### EXERCISE DIRECTIONS
Reformat the entries, from their first line through the line containing "column 426, row 283" (both ends included), as a numbered list with blank lines omitted. Process only that span.

### RECORD SET
START

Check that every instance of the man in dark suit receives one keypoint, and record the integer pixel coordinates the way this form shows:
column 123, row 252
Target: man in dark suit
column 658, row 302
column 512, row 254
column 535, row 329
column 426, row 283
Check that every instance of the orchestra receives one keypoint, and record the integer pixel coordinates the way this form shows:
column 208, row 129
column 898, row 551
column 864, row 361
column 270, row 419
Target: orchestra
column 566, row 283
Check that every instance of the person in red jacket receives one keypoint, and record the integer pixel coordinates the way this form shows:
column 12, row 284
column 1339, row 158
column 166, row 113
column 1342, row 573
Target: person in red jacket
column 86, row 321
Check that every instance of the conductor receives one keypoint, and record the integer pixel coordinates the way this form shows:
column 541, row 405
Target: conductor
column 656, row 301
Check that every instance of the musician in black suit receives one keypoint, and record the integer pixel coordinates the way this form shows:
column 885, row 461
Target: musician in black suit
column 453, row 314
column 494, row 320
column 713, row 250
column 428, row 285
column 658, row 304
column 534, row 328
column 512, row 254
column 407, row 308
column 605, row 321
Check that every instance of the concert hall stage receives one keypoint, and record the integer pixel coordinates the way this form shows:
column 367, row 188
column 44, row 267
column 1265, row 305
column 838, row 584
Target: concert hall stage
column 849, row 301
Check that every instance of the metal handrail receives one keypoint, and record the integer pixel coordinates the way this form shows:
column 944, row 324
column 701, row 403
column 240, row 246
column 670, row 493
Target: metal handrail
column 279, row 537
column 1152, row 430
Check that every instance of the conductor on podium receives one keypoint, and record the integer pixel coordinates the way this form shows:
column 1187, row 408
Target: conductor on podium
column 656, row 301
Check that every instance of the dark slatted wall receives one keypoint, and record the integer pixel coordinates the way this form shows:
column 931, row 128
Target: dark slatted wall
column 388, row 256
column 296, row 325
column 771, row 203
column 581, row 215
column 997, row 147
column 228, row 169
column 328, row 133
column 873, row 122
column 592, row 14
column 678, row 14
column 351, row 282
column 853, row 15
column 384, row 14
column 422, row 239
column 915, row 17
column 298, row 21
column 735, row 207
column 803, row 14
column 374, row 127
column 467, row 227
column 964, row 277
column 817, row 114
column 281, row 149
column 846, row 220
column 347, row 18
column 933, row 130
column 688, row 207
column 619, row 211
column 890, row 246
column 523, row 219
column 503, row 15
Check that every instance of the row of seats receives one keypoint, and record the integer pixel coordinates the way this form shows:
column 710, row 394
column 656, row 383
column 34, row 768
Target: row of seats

END

### COMPLETE OUTPUT
1. Check that every instance of the man in dark suit receives one keypoint, and record the integer pixel coordinates the way this form shows:
2. column 123, row 252
3. Target: man in dark suit
4. column 658, row 302
5. column 512, row 254
6. column 535, row 329
7. column 426, row 283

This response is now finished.